Task to complete:
Print every line of the data exactly as shown.

Records for this task Start Marker

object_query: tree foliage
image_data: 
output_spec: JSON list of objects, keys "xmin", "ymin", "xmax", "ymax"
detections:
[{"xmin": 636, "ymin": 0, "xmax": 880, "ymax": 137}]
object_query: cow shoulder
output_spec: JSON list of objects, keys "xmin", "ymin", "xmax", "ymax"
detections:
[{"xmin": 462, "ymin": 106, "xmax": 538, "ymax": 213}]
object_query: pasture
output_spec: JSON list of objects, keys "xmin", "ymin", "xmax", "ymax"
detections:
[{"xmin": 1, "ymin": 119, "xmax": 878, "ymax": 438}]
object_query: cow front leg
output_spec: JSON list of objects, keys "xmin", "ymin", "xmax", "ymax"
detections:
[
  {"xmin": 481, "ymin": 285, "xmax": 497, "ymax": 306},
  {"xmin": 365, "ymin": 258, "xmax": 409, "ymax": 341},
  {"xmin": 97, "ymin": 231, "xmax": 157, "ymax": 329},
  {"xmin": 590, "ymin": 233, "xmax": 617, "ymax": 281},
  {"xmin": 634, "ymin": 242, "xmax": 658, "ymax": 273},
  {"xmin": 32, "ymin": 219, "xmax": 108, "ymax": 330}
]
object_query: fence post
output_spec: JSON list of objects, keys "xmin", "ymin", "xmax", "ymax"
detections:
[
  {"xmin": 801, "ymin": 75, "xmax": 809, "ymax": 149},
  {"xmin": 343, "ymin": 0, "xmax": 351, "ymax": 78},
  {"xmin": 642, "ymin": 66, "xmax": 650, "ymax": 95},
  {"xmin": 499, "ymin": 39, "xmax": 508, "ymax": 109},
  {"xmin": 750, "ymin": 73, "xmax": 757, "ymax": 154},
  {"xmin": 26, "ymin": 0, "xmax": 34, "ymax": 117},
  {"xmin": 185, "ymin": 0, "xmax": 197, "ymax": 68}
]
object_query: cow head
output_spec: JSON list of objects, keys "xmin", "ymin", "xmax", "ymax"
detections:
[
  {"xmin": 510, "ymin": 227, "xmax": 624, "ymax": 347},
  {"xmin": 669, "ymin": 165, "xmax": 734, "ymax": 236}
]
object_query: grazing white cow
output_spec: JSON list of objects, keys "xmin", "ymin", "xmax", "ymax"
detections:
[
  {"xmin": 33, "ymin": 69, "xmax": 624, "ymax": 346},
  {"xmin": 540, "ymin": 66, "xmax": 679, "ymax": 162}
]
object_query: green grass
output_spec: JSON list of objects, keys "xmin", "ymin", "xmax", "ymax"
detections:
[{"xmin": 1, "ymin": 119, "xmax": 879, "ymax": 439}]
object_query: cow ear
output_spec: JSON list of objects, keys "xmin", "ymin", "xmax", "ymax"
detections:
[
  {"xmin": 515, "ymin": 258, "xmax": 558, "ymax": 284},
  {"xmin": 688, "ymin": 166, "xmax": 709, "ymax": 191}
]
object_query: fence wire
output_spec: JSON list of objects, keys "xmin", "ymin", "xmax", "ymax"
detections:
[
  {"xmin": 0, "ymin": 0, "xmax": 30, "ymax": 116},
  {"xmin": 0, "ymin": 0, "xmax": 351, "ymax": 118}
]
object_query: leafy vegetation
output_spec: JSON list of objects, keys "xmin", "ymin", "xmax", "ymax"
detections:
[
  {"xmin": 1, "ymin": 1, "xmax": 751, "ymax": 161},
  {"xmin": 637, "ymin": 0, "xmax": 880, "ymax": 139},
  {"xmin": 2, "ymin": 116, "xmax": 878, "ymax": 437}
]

Records for this task End Marker

Solution:
object_query: tree foliage
image_data: 
output_spec: JSON list of objects, keys "xmin", "ymin", "xmax", "ymax"
detections:
[{"xmin": 636, "ymin": 0, "xmax": 880, "ymax": 137}]
object_query: cow shoulder
output_spec: JSON list of objects, keys "xmin", "ymin", "xmax", "ymax"
detections:
[{"xmin": 462, "ymin": 106, "xmax": 538, "ymax": 213}]
object_query: pasture
output_spec: JSON list of objects, keys "xmin", "ymin", "xmax", "ymax"
detections:
[{"xmin": 1, "ymin": 119, "xmax": 878, "ymax": 438}]
object_query: cow front leg
output_spec: JSON list of objects, keys "xmin", "ymin", "xmax", "ymax"
detections:
[
  {"xmin": 481, "ymin": 285, "xmax": 497, "ymax": 306},
  {"xmin": 365, "ymin": 258, "xmax": 409, "ymax": 341},
  {"xmin": 97, "ymin": 231, "xmax": 157, "ymax": 329},
  {"xmin": 590, "ymin": 233, "xmax": 617, "ymax": 281},
  {"xmin": 634, "ymin": 242, "xmax": 658, "ymax": 273},
  {"xmin": 32, "ymin": 219, "xmax": 108, "ymax": 330}
]
object_query: fence post
output_spec: JSON list of objects, keys "xmin", "ymin", "xmax", "ymax"
detections:
[
  {"xmin": 801, "ymin": 75, "xmax": 809, "ymax": 149},
  {"xmin": 343, "ymin": 0, "xmax": 351, "ymax": 78},
  {"xmin": 642, "ymin": 66, "xmax": 650, "ymax": 95},
  {"xmin": 499, "ymin": 39, "xmax": 508, "ymax": 109},
  {"xmin": 750, "ymin": 73, "xmax": 757, "ymax": 154},
  {"xmin": 26, "ymin": 0, "xmax": 34, "ymax": 117},
  {"xmin": 185, "ymin": 0, "xmax": 197, "ymax": 68}
]
object_query: cow head
output_spec: JSON list of objects, keys "xmin", "ymin", "xmax", "ymax"
detections:
[
  {"xmin": 510, "ymin": 227, "xmax": 624, "ymax": 347},
  {"xmin": 669, "ymin": 165, "xmax": 734, "ymax": 236}
]
object_query: grazing white cow
output_spec: JSON list of objects, keys "xmin", "ymin", "xmax", "ymax"
detections:
[
  {"xmin": 33, "ymin": 69, "xmax": 624, "ymax": 346},
  {"xmin": 540, "ymin": 66, "xmax": 679, "ymax": 162}
]
object_query: green grass
output_spec: JSON list of objects, keys "xmin", "ymin", "xmax", "ymax"
detections:
[{"xmin": 1, "ymin": 119, "xmax": 879, "ymax": 439}]
object_query: cow ear
output_spec: JSON list of objects, keys "xmin", "ymin", "xmax", "ymax"
detections:
[
  {"xmin": 515, "ymin": 258, "xmax": 558, "ymax": 284},
  {"xmin": 688, "ymin": 166, "xmax": 709, "ymax": 191}
]
object_query: fence wire
output_spec: JSON list of objects, keys "xmin", "ymin", "xmax", "ymax"
detections:
[
  {"xmin": 0, "ymin": 0, "xmax": 30, "ymax": 116},
  {"xmin": 0, "ymin": 0, "xmax": 351, "ymax": 118}
]
object_query: leafy vegetation
output_spec: JSON list of objects, keys "xmin", "ymin", "xmax", "ymax"
detections:
[
  {"xmin": 1, "ymin": 1, "xmax": 751, "ymax": 161},
  {"xmin": 637, "ymin": 0, "xmax": 880, "ymax": 139},
  {"xmin": 2, "ymin": 116, "xmax": 878, "ymax": 437}
]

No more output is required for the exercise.